WHAT YOU HAVE TO DO.
Can you extract the passage of the breast pumping text starting with "Any other tips?" and going on through "the pump further.", word for word?

Pumps create a vacuum to remove milk. Make sure the funnel isn’t too small, nor too large, as this could damage the nipple and reduce your milk flow. Some manufacturers can provide alternative sizes. Pumping shouldn’t be painful nor leave a mark on your breast.

lf you’re expressing to increase your supply; shorter more frequent pumping sessions are more likely to increase supply than a few long sessions. ‘Hands on pumping’ can help to increase output by nearly 50%. You can start with breast massage, continue to massage and compress your breasts while you use the pump, and finish with some hand expression. Some people use an adapted bra or crop top to hold the pump in place.

Electric pumps can lose effectiveness over time and may need servicing after heavy use. Many personal grade pumps are not suitable to be shared with someone else as milk can enter the mechanism of the pump and not all pumps are designed to be used more than once or twice a day.

Using Expressed Breastmilk (EBM)

Depending on age and health, your baby may be fed EBM in several ways: by cup, spoon, beaker, syringe or tube.

If you are using a bottle, consider using ‘paced’ feeding which may reduce confusion for the baby around the different skills needed to breast and bottle feed, and help prevent overfeeding. You may also see it called ‘responsive bottle feeding’. Babies can overfeed from a bottle even when only breastmilk is used.

Any other tips?

  • Express as often as your baby would normally feed, if possible. If your young baby is not feeding at the breast, it’s usually recommended to pump at least 8 times in 24 hours.
  • You could try expressing from one breast when your baby is feeding from the other. This takes advantage of the natural milk ejection reflex. There are some pumps which attach to your breast with suction and catch the letdown without you needing to touch the pump further.

Images for object localization

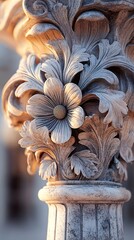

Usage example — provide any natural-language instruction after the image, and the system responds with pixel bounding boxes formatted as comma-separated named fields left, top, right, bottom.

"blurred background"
left=0, top=43, right=134, bottom=240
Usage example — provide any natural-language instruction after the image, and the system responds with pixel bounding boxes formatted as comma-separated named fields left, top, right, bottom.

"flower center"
left=53, top=105, right=67, bottom=119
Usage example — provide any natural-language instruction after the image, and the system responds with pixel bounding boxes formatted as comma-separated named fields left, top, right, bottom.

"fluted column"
left=39, top=181, right=130, bottom=240
left=0, top=0, right=134, bottom=240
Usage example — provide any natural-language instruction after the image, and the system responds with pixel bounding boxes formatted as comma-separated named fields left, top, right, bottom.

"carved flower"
left=27, top=78, right=84, bottom=144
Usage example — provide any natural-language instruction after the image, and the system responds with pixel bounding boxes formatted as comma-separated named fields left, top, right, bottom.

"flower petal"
left=68, top=106, right=85, bottom=129
left=44, top=78, right=63, bottom=104
left=26, top=94, right=55, bottom=118
left=64, top=83, right=82, bottom=109
left=35, top=116, right=58, bottom=132
left=51, top=119, right=72, bottom=144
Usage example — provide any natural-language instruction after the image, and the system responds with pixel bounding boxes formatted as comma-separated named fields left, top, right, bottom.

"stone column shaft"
left=0, top=0, right=134, bottom=240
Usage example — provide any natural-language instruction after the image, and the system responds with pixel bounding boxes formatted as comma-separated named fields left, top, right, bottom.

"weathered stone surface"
left=39, top=182, right=130, bottom=240
left=0, top=0, right=134, bottom=240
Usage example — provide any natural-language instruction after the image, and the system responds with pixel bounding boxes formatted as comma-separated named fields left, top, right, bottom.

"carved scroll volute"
left=3, top=0, right=134, bottom=182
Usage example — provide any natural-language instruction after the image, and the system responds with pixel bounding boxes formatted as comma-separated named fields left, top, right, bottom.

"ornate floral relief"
left=3, top=0, right=134, bottom=182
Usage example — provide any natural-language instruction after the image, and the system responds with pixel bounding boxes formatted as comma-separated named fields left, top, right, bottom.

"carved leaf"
left=42, top=41, right=89, bottom=84
left=120, top=113, right=134, bottom=163
left=68, top=0, right=82, bottom=25
left=83, top=84, right=128, bottom=128
left=79, top=115, right=120, bottom=179
left=19, top=120, right=75, bottom=179
left=52, top=2, right=74, bottom=47
left=70, top=150, right=99, bottom=179
left=75, top=10, right=109, bottom=52
left=26, top=23, right=64, bottom=57
left=63, top=44, right=89, bottom=83
left=25, top=148, right=39, bottom=175
left=39, top=160, right=57, bottom=180
left=23, top=0, right=48, bottom=19
left=116, top=11, right=134, bottom=61
left=19, top=120, right=51, bottom=152
left=79, top=39, right=134, bottom=90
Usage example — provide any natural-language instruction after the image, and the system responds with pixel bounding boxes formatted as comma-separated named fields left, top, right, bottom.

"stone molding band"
left=38, top=183, right=131, bottom=204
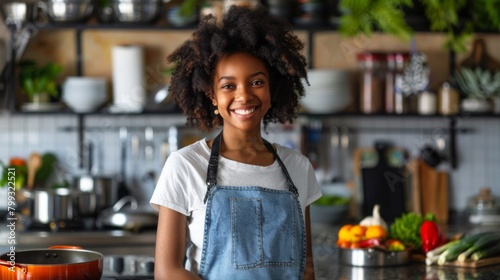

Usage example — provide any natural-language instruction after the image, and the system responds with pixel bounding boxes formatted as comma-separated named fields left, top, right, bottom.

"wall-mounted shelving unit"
left=4, top=12, right=500, bottom=171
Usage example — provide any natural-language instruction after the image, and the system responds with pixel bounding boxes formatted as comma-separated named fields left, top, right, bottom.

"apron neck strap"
left=203, top=132, right=299, bottom=203
left=262, top=139, right=299, bottom=197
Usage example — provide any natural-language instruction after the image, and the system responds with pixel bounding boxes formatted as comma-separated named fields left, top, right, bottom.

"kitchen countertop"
left=311, top=224, right=500, bottom=280
left=0, top=224, right=500, bottom=280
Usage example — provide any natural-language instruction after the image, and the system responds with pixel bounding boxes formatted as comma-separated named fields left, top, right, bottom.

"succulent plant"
left=453, top=67, right=500, bottom=99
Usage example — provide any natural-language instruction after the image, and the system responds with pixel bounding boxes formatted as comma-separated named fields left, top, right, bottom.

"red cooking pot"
left=0, top=246, right=103, bottom=280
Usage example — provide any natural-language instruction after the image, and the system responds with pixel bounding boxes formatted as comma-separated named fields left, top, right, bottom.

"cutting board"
left=418, top=160, right=448, bottom=223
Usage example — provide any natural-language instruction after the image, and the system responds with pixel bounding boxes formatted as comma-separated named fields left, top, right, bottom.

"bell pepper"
left=384, top=239, right=406, bottom=251
left=359, top=238, right=382, bottom=248
left=420, top=221, right=446, bottom=253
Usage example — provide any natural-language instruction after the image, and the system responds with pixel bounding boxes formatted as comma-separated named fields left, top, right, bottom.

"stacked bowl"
left=300, top=69, right=351, bottom=114
left=62, top=77, right=107, bottom=113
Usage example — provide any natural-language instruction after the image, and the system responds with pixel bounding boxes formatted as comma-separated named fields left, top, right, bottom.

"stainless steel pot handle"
left=112, top=195, right=139, bottom=212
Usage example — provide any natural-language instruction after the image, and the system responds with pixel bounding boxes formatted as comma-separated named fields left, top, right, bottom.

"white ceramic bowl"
left=62, top=77, right=107, bottom=113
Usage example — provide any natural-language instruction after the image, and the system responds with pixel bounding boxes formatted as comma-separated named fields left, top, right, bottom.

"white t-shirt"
left=150, top=139, right=321, bottom=274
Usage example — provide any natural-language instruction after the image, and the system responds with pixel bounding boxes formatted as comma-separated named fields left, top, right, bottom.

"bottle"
left=394, top=53, right=409, bottom=114
left=438, top=82, right=460, bottom=115
left=384, top=53, right=396, bottom=114
left=418, top=91, right=437, bottom=115
left=358, top=53, right=383, bottom=114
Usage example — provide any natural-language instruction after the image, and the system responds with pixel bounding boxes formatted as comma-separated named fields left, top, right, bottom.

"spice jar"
left=394, top=53, right=409, bottom=114
left=438, top=83, right=460, bottom=115
left=418, top=91, right=437, bottom=115
left=358, top=53, right=384, bottom=114
left=384, top=53, right=396, bottom=114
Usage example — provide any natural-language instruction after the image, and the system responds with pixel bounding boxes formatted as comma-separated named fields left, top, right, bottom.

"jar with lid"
left=418, top=91, right=437, bottom=115
left=467, top=187, right=500, bottom=223
left=438, top=83, right=460, bottom=115
left=394, top=53, right=410, bottom=114
left=358, top=52, right=384, bottom=114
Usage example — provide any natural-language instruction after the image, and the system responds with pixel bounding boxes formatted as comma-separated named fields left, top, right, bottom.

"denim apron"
left=200, top=133, right=306, bottom=280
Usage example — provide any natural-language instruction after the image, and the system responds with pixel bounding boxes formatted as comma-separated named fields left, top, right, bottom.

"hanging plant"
left=421, top=0, right=474, bottom=53
left=339, top=0, right=413, bottom=41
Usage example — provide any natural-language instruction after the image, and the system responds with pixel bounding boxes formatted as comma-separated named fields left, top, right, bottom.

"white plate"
left=21, top=103, right=62, bottom=112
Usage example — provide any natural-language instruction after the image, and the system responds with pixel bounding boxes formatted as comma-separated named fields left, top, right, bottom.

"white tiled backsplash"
left=0, top=115, right=500, bottom=210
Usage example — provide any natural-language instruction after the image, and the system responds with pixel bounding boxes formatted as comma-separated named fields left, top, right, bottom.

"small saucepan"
left=0, top=246, right=104, bottom=280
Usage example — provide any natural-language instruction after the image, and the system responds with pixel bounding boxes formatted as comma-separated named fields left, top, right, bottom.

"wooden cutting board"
left=418, top=160, right=448, bottom=223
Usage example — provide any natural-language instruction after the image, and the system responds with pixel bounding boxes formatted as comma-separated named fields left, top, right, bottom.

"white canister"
left=418, top=91, right=437, bottom=115
left=112, top=45, right=146, bottom=112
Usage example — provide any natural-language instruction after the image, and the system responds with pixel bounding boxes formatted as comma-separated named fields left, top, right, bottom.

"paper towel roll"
left=110, top=45, right=146, bottom=112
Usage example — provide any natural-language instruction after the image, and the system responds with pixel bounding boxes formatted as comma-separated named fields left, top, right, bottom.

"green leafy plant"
left=421, top=0, right=474, bottom=53
left=19, top=61, right=62, bottom=100
left=453, top=67, right=500, bottom=99
left=339, top=0, right=413, bottom=40
left=389, top=212, right=436, bottom=249
left=339, top=0, right=500, bottom=53
left=471, top=0, right=500, bottom=31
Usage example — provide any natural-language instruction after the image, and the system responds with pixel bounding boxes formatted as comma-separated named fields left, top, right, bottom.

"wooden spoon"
left=27, top=153, right=42, bottom=190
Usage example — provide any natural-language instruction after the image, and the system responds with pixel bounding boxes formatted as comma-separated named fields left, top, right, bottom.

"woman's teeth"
left=234, top=108, right=255, bottom=115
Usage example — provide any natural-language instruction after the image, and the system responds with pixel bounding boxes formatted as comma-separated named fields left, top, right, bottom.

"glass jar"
left=358, top=52, right=385, bottom=114
left=394, top=53, right=410, bottom=114
left=438, top=83, right=460, bottom=115
left=467, top=188, right=500, bottom=214
left=384, top=53, right=396, bottom=114
left=418, top=91, right=437, bottom=115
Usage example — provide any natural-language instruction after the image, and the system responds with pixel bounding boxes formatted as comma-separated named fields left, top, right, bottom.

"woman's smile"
left=212, top=53, right=271, bottom=132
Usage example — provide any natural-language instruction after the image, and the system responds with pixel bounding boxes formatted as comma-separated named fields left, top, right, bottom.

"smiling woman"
left=151, top=6, right=321, bottom=279
left=211, top=53, right=271, bottom=136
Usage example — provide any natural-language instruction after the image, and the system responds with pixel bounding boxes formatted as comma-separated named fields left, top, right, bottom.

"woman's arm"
left=304, top=206, right=315, bottom=280
left=155, top=206, right=200, bottom=280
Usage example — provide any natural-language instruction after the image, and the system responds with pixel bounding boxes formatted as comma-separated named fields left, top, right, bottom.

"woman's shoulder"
left=167, top=139, right=210, bottom=163
left=274, top=143, right=309, bottom=164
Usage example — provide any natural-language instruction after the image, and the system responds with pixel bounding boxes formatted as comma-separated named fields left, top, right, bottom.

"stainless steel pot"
left=339, top=248, right=411, bottom=267
left=42, top=0, right=94, bottom=22
left=1, top=1, right=36, bottom=26
left=73, top=175, right=118, bottom=211
left=97, top=196, right=158, bottom=232
left=111, top=0, right=162, bottom=23
left=24, top=188, right=75, bottom=224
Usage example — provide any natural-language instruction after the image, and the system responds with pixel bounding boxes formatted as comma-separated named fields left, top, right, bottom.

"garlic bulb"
left=359, top=204, right=387, bottom=230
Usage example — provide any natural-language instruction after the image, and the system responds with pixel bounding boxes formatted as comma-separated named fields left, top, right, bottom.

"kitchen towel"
left=110, top=45, right=146, bottom=112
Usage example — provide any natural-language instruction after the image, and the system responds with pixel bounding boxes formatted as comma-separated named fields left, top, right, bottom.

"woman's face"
left=212, top=53, right=271, bottom=135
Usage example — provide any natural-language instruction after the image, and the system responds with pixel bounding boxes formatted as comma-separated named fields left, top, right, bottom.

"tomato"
left=9, top=157, right=26, bottom=166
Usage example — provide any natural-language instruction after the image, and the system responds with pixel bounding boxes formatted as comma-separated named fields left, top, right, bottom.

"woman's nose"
left=235, top=86, right=253, bottom=102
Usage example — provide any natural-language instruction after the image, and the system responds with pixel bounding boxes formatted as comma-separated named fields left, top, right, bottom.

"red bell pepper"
left=420, top=221, right=446, bottom=253
left=359, top=238, right=382, bottom=248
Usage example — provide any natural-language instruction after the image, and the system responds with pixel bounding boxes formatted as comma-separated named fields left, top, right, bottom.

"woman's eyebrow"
left=219, top=71, right=267, bottom=82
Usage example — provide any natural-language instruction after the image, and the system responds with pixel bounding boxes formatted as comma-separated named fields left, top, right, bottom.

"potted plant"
left=452, top=67, right=500, bottom=113
left=19, top=61, right=62, bottom=103
left=338, top=0, right=500, bottom=53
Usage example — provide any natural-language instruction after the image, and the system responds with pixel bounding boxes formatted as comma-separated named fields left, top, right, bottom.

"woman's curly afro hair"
left=167, top=5, right=307, bottom=131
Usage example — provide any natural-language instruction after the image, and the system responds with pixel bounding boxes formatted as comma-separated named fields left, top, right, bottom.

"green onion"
left=438, top=232, right=493, bottom=265
left=458, top=234, right=500, bottom=262
left=471, top=243, right=500, bottom=261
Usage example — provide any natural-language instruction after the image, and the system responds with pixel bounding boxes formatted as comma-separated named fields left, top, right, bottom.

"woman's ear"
left=207, top=90, right=217, bottom=106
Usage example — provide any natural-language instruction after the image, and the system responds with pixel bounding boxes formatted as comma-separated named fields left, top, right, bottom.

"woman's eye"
left=252, top=80, right=264, bottom=86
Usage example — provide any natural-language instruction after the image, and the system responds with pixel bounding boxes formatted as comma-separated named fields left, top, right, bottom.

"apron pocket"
left=231, top=198, right=262, bottom=269
left=231, top=195, right=296, bottom=269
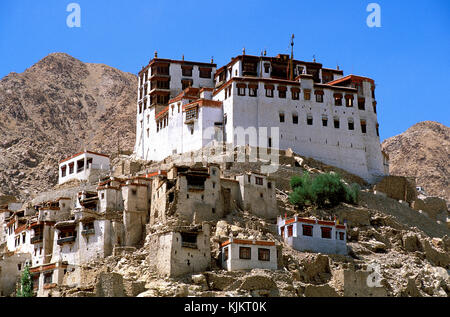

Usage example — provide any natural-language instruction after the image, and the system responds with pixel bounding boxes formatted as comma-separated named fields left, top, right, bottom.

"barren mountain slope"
left=382, top=121, right=450, bottom=203
left=0, top=53, right=137, bottom=198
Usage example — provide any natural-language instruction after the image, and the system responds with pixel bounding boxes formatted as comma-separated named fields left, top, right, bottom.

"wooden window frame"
left=302, top=225, right=314, bottom=237
left=258, top=248, right=270, bottom=261
left=320, top=227, right=333, bottom=239
left=239, top=247, right=252, bottom=260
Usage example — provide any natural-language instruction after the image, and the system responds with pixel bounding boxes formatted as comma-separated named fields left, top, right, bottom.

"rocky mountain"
left=382, top=121, right=450, bottom=203
left=0, top=53, right=137, bottom=199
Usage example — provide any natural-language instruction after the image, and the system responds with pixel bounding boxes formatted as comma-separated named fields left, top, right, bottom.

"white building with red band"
left=134, top=53, right=386, bottom=182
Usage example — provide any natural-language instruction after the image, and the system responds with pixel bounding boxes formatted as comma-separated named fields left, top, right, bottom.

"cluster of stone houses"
left=0, top=147, right=346, bottom=296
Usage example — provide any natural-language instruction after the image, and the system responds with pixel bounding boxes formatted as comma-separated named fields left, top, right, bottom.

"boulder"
left=95, top=272, right=125, bottom=297
left=240, top=274, right=277, bottom=291
left=402, top=232, right=421, bottom=252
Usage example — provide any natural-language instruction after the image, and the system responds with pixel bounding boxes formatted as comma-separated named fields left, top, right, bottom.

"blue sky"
left=0, top=0, right=450, bottom=140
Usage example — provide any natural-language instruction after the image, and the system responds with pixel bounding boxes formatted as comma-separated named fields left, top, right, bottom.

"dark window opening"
left=239, top=247, right=252, bottom=260
left=334, top=119, right=339, bottom=129
left=255, top=177, right=263, bottom=185
left=358, top=98, right=366, bottom=110
left=181, top=232, right=197, bottom=249
left=302, top=225, right=313, bottom=237
left=288, top=226, right=294, bottom=237
left=361, top=121, right=367, bottom=133
left=258, top=248, right=270, bottom=261
left=320, top=227, right=331, bottom=239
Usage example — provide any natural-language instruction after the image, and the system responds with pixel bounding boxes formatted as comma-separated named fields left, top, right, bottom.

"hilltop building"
left=134, top=50, right=388, bottom=182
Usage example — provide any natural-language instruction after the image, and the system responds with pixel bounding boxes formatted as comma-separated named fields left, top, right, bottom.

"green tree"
left=289, top=172, right=360, bottom=208
left=16, top=265, right=34, bottom=297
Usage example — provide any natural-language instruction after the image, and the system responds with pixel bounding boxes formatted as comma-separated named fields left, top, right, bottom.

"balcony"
left=57, top=236, right=76, bottom=245
left=30, top=235, right=44, bottom=244
left=81, top=229, right=95, bottom=236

RESULT OF THE TASK.
Any other tips?

  • Express as often as your baby would normally feed, if possible. If your young baby is not feeding at the breast, it’s usually recommended to pump at least 8 times in 24 hours.
  • You could try expressing from one breast when your baby is feeding from the other. This takes advantage of the natural milk ejection reflex. There are some pumps which attach to your breast with suction and catch the letdown without you needing to touch the pump further.